## Problem
What is the number of lines below that include "pixel"? Give that number alone.

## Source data

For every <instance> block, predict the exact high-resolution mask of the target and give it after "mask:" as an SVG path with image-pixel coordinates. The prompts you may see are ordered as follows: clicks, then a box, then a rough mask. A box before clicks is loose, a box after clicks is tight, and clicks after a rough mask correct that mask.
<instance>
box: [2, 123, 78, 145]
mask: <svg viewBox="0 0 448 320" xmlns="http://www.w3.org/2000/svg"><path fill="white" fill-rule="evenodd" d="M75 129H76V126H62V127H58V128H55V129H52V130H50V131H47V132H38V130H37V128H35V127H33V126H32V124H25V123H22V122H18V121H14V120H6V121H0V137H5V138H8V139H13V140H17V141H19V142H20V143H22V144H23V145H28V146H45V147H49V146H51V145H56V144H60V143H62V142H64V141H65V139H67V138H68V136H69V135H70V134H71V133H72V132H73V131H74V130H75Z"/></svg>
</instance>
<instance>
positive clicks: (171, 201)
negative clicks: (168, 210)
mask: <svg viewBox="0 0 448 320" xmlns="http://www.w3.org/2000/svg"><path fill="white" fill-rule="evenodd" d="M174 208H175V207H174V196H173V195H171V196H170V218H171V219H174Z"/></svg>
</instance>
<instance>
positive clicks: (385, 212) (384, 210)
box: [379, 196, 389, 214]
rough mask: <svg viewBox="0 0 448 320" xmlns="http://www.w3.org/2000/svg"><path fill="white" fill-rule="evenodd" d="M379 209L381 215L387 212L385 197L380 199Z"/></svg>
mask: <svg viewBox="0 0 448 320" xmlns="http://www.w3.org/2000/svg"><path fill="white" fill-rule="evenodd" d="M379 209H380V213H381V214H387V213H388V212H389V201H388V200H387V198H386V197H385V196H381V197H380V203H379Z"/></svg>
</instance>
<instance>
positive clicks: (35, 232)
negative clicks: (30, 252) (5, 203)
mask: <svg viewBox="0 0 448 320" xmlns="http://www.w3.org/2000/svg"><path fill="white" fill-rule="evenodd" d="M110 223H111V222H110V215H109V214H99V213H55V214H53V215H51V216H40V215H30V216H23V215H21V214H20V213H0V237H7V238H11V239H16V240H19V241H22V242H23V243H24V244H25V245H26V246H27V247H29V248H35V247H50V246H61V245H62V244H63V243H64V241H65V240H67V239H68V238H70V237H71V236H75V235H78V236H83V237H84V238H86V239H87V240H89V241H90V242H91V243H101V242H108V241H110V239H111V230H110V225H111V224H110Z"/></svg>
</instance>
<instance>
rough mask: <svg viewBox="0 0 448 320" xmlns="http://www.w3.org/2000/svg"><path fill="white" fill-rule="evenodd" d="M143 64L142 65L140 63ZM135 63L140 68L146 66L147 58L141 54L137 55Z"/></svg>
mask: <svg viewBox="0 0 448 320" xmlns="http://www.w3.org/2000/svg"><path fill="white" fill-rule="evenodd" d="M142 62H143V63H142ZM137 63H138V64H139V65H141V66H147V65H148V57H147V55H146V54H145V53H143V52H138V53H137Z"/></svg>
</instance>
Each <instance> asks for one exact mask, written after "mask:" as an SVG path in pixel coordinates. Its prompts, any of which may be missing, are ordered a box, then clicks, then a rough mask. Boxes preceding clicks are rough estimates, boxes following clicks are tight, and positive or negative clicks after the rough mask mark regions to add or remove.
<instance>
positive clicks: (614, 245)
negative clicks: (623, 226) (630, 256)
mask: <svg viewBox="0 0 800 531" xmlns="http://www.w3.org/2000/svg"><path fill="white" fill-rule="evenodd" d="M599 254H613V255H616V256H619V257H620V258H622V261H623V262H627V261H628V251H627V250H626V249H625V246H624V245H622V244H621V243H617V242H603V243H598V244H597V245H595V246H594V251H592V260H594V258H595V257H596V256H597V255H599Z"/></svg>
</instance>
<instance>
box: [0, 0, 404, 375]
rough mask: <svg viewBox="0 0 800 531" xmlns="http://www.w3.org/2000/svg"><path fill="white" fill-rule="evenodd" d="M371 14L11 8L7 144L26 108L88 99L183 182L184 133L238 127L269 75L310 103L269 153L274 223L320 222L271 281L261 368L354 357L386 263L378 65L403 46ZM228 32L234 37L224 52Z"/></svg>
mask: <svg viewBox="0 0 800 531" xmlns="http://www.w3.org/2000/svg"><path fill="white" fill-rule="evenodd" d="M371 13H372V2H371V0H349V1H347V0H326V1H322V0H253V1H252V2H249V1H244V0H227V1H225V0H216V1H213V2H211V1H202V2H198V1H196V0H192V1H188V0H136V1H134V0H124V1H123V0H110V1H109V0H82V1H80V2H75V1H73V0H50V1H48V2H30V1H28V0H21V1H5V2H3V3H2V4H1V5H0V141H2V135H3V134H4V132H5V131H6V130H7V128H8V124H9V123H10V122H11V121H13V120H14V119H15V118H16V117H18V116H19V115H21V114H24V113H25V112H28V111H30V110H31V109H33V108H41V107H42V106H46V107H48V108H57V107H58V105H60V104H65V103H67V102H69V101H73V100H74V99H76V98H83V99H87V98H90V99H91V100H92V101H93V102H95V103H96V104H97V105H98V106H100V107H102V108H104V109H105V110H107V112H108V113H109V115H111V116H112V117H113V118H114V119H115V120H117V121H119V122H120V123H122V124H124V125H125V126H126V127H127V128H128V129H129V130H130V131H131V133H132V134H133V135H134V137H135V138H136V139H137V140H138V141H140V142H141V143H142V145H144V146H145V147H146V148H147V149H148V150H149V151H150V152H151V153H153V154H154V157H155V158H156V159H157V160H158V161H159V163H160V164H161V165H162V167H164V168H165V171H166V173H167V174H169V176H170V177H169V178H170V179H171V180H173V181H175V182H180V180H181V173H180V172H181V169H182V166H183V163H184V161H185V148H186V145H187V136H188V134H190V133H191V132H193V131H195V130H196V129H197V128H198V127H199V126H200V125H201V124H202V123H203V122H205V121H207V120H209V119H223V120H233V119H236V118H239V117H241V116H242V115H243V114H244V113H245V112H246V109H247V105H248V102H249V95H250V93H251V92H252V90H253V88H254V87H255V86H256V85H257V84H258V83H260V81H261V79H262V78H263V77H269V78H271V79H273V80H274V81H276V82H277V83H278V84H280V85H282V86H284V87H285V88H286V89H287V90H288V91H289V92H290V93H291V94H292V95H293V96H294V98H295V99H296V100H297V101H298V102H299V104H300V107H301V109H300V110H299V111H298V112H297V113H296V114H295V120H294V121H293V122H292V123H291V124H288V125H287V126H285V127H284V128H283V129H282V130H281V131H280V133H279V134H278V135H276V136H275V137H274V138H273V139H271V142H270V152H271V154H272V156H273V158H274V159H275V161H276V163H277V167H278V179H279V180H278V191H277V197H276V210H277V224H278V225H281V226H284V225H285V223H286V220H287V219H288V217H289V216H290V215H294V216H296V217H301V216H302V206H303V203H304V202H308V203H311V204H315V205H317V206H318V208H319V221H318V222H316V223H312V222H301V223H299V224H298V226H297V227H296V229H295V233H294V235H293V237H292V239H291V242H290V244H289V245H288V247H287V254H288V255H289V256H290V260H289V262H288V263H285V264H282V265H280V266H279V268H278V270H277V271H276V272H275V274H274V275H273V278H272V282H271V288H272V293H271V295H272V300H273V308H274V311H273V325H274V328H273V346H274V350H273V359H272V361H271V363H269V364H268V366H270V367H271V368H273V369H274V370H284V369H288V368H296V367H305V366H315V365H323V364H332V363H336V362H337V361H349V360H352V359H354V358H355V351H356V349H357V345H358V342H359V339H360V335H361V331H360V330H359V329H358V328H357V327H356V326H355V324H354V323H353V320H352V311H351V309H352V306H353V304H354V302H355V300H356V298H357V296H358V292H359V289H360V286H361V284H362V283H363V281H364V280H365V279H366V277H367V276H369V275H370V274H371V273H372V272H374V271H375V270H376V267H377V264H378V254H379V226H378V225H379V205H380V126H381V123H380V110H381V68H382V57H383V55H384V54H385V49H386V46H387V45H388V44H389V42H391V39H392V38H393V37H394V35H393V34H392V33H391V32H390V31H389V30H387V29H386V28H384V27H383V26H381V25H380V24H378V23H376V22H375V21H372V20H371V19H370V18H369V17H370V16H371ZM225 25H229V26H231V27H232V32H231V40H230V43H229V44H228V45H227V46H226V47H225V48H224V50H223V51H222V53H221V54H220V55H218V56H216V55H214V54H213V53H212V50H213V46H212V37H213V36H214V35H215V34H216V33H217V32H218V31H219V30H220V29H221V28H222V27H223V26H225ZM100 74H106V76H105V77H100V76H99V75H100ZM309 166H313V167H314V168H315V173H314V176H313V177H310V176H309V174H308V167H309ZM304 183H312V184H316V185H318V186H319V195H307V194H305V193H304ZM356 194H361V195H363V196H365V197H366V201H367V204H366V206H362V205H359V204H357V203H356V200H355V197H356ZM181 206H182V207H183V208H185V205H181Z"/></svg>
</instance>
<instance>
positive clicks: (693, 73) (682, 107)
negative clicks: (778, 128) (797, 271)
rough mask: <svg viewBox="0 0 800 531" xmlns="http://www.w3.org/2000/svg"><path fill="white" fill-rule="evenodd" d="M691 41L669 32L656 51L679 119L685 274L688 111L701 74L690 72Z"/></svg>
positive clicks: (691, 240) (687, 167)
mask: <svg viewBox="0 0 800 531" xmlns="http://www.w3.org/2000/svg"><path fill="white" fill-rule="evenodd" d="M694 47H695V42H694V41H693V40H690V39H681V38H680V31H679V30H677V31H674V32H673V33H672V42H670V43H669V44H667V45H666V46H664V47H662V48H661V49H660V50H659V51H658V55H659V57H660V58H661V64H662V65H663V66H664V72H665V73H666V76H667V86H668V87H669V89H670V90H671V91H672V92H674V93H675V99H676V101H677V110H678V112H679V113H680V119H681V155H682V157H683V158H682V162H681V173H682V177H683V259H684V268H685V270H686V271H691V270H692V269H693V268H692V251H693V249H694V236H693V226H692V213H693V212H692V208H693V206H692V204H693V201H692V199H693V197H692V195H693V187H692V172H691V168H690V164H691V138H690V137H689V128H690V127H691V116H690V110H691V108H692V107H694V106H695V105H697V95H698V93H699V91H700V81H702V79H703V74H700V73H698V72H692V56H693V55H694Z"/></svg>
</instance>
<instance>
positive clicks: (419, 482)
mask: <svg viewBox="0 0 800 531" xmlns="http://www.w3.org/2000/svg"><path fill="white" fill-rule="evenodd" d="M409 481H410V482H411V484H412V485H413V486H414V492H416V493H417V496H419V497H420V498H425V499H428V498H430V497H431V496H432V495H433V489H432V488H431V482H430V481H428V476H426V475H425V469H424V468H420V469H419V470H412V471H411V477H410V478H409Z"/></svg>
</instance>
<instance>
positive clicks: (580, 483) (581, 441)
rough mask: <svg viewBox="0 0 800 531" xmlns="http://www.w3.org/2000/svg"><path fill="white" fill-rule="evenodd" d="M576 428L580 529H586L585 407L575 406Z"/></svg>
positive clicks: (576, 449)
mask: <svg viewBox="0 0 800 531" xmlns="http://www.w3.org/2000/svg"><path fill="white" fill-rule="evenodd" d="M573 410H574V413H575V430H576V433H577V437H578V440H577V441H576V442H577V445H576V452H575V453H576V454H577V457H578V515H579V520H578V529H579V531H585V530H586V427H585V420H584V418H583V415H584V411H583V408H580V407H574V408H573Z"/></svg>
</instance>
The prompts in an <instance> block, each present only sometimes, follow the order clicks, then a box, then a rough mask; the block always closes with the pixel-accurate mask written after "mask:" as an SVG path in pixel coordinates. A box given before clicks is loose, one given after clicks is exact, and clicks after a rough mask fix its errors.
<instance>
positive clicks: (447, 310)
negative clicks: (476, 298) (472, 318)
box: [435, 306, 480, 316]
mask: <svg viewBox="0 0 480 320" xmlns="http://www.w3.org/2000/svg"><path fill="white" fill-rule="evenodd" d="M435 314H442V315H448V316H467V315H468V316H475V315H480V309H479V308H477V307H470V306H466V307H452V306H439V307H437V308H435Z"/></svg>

## Expected answer
3